▸ **ZADANIA I ĆWICZENIA**:
a - Na podstawie fragmentu o olimpijskim meczu Igi Świątek wyjaśnij, dlaczego według autora może to i dobrze, że tenisistka, wychodząc z szatni, raczej nie zerka na trybuny.
b - Jakim wynikiem zakończył się mecz Igi Świątek z Iriną-Camelią Begu opisany we fragmencie o olimpijskim meczu Igi Świątek?

▸ **WYBRANY FRAGMENT**:
Paryż 2024. Iga Świątek spełnia olimpijskie marzenie. Pierwsza wygrana wymagała wysiłku

Iga Świątek pokonała Irinę-Camelię Begu 6:2, 7:5 i wygrała 22. z rzędu mecz na kortach Roland Garros. To było niełatwe otwarcie turnieju, który jest dla Polki najważniejszym w sezonie.

Publikacja: 27.07.2024 13:58

Iga Świątek

Iga Świątek

Foto: AFP

Korespondencja z Paryża
Pierwszemu występowi Świątek w turnieju olimpijskim towarzyszyły sceny jak na standardy kortów Roland Garros niezwykłe, bo jeszcze godzinę przed rozpoczęciem gier do wejścia na teren obiektu prowadziła blisko kilometrowa kolejka, jakby nawyki rozkochanej w tenisie paryskiej publiczności zderzyły się z zaostrzonymi kontrolami bezpieczeństwa. Korkowały się nawet schody na stacji metra.

Wiemy, że wychodząc z szatni Świątek raczej na trybuny nie zerka, bo funkcjonuje już wtedy w tunelu koncentracji i może dobrze, bo byłaby pewnie zdumiona, a na jej barki spadłby dodatkowy ciężar. O ile bowiem bilety obejmujące całą sesję dzienną na korcie Philippe-Chatrier podczas Roland Garros powodują, że na meczach kobiet po oczach biją puste sektory, to teraz 15-tysięczne trybuny wypełniały się błyskawicznie. Tłumniej u Świątek było chyba tylko na finale z Jasmine Paolini.

Paryż 2024. Dawid Podsiadło obejrzał Igę Świątek

Olimpijski występ liderki rankingu WTA do tamtego spotkania o tytuł równał, jeżeli chodzi o zainteresowanie kibiców — był wśród nich także Dawid Podsiadło, który siedział na trybunie prasowej — ale już nie w zakresie poziomu gry. Różnicę mogła robić presja występu w biało-czerwonej sukience, a musiały: niezłomność rywalki i zamknięty dach, który mocno wpływa na ekosystem kortu.

- Piłki zrobiły się ciężkie, więc mój topsin nie działał, jak zazwyczaj, a trenowałam w gorącej pogodzie, gdy skakały. To samo było jednak na początku Roland Garros - przypomina Świątek, która dwa miesiące temu w Paryżu także rosła z meczu na mecz, i dodaje: - Mój poziom trochę falował i było więcej napięcia, niż zazwyczaj. Pierwsze rundy nigdy nie są jednak łatwe, więc w pewnym sensie daję sobie kredyt, aby jeszcze wkręcić się w odpowiedni rytm.

Zasługi trzeba też oddać Begu, bo wielokrotnie obserwowaliśmy, jak tenisistki — nawet te ze światowej czołówki — w obliczu starcia ze Świątek na "mączce" wychodzą z szatni bez wiary w sukces. Begu zachowywała się inaczej: rzuciła naszej tenisistce wyzwanie, zmuszała ją do wysiłku, choć kiedy wymiany się wydłużały i dochodziło do decydujących piłek, Polka leczyła ją z marzeń.

▸ **PRZEDSTAWIONE DANE**:

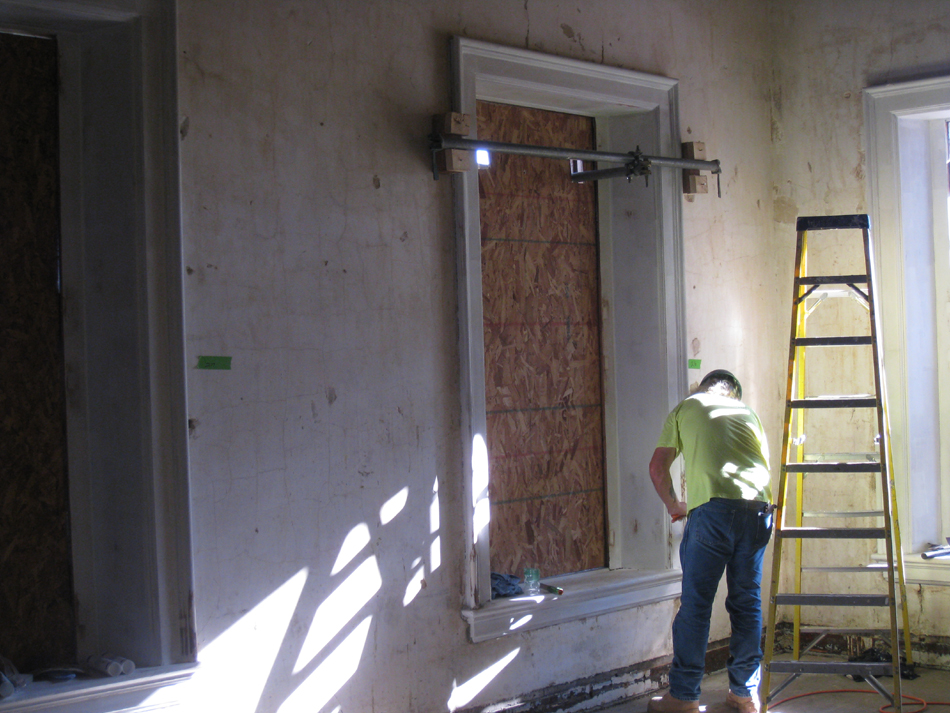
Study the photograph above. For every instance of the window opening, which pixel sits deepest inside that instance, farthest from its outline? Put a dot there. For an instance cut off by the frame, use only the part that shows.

▸ **WYNIKI ZADAŃ**:
a - Gdyby spojrzała na trybuny, byłaby pewnie zdumiona, a na jej barki spadłby dodatkowy ciężar. Tym razem 15-tysięczne trybuny kortu Philippe-Chatrier wypełniały się błyskawicznie, podczas gdy na meczach kobiet w czasie Roland Garros zwykle widać puste sektory.

b - Świątek wygrała 6:2, 7:5.